> Written task
Turn the lines below into a numbered list, leaving out any blank lines.

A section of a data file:
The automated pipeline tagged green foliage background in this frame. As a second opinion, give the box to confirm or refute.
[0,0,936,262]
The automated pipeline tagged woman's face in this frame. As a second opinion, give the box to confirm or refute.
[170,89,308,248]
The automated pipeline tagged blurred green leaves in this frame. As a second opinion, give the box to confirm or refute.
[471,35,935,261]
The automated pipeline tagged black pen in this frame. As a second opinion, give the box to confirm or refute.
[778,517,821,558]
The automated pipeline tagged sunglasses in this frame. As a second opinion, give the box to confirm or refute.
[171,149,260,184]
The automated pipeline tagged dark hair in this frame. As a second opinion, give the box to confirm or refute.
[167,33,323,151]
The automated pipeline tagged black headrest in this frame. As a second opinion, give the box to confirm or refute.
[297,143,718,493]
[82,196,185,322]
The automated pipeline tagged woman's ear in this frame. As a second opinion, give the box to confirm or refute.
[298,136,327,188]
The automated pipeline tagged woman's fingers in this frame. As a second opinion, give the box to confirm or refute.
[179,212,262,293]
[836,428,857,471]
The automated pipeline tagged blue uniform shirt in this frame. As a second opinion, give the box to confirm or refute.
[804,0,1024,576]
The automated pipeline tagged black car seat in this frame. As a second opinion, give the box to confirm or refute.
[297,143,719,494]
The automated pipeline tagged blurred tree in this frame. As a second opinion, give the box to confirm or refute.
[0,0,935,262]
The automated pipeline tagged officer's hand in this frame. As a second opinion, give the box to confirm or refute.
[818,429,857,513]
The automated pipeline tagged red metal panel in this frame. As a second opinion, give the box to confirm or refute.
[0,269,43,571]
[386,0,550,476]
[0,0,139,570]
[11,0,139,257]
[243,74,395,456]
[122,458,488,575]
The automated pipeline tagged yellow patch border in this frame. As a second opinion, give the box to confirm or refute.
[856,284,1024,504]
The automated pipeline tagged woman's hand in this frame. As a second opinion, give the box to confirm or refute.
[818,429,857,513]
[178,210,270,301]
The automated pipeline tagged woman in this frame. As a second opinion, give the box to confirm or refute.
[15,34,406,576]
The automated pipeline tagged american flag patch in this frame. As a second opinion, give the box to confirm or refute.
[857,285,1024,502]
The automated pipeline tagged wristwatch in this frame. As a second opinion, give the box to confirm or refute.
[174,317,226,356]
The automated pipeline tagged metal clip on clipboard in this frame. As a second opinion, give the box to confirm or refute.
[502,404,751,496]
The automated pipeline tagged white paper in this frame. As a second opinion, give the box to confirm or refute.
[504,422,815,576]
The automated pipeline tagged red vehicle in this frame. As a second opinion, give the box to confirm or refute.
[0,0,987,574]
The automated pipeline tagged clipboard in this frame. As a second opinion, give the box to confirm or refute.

> Output of the exercise
1. The automated pipeline tagged green foliage background in this frame. As a second opinion, give the box to confirm or refute.
2. [0,0,936,262]
3. The automated pipeline tagged woman's face in this frame. As a second opinion, give the box to confirm or refute.
4. [170,89,308,248]
5. The automated pipeline tagged blurred green leaves in this frame. As a second opinion, give the box to confirm or refute.
6. [471,35,935,261]
7. The automated pipeline tagged black pen in this frame. As a second opinion, give the box to confirm or refute.
8. [778,517,821,558]
9. The automated pipeline tagged sunglasses in this frame. As a second opinion, give the box to confirm or refute.
10. [171,149,260,184]
11. The automated pipeline tagged dark hair in this frame. As a second opinion, give the box to confirm or refute.
12. [167,33,323,151]
13. The automated pipeline tagged black headrest in this frame. As a second opinion, give the box to confirm or refute.
14. [297,143,718,493]
15. [82,196,185,322]
16. The automated pipeline tagged woman's ear in this frame. As a second opinion, give the box to confirm or refute.
17. [298,136,327,188]
18. The automated pipeline tagged woman's fingers in this frame. As a second opinion, give the box to confirm or refute.
19. [179,212,262,293]
20. [836,428,857,471]
21. The automated pipeline tagged blue uniform shirt in this frame. As a second opinion, give the box to confirm or refute.
22. [804,0,1024,576]
23. The automated pipeline tagged black car seat in this frame. As a second opinion, give the box to confirm or refute.
24. [297,143,719,494]
25. The automated pipeline tagged blurred tree in this frame. As a second opinion, give the box to confirm or refute.
26. [0,0,935,262]
27. The automated pipeline tagged officer's hand in this frame. As a second opinion, give the box to confirm or refute.
28. [818,429,857,513]
29. The automated pipeline tagged red metal panel in this frame. As a second opinion, give the box to confirm or refute.
30. [0,269,43,571]
31. [386,0,550,476]
32. [0,0,139,570]
33. [11,0,139,257]
34. [243,74,395,456]
35. [122,458,488,575]
36. The automated pipeline tagged yellow patch border in this frame. As a second opinion, give the box to confirm or refute.
37. [856,284,1024,504]
38. The automated pipeline tagged woman's hand in this frame. As a second opinion, give the box to confirm or refute.
39. [818,429,857,513]
40. [178,210,270,301]
41. The automated pipeline tagged woman in this frame. As a second opinion, give the box to confirm or refute.
42. [15,34,406,576]
43. The automated pipeline tagged american flag patch in this frame. As a second opinion, give the box to confirm or refute.
44. [857,285,1024,502]
45. The automated pipeline tagged wristwatch in this frame. As a second opinion, give the box to confirm or refute.
46. [174,317,226,356]
47. The automated pipeline tagged metal clip on clipboard in this frame. As a second opinion, give the box to confirm or refute.
48. [502,404,751,496]
49. The automated pipeline tagged white paper in this frame. As a second opinion, give the box to confirm or refute.
50. [504,422,815,576]
51. The automated pipeline tagged red vehicle in this frame. As a second opinion, give the box to confirm or refute.
52. [0,0,987,574]
53. The automated pipeline tagged clipboard in this frame. As a second opinion, give the box to confirm or refute.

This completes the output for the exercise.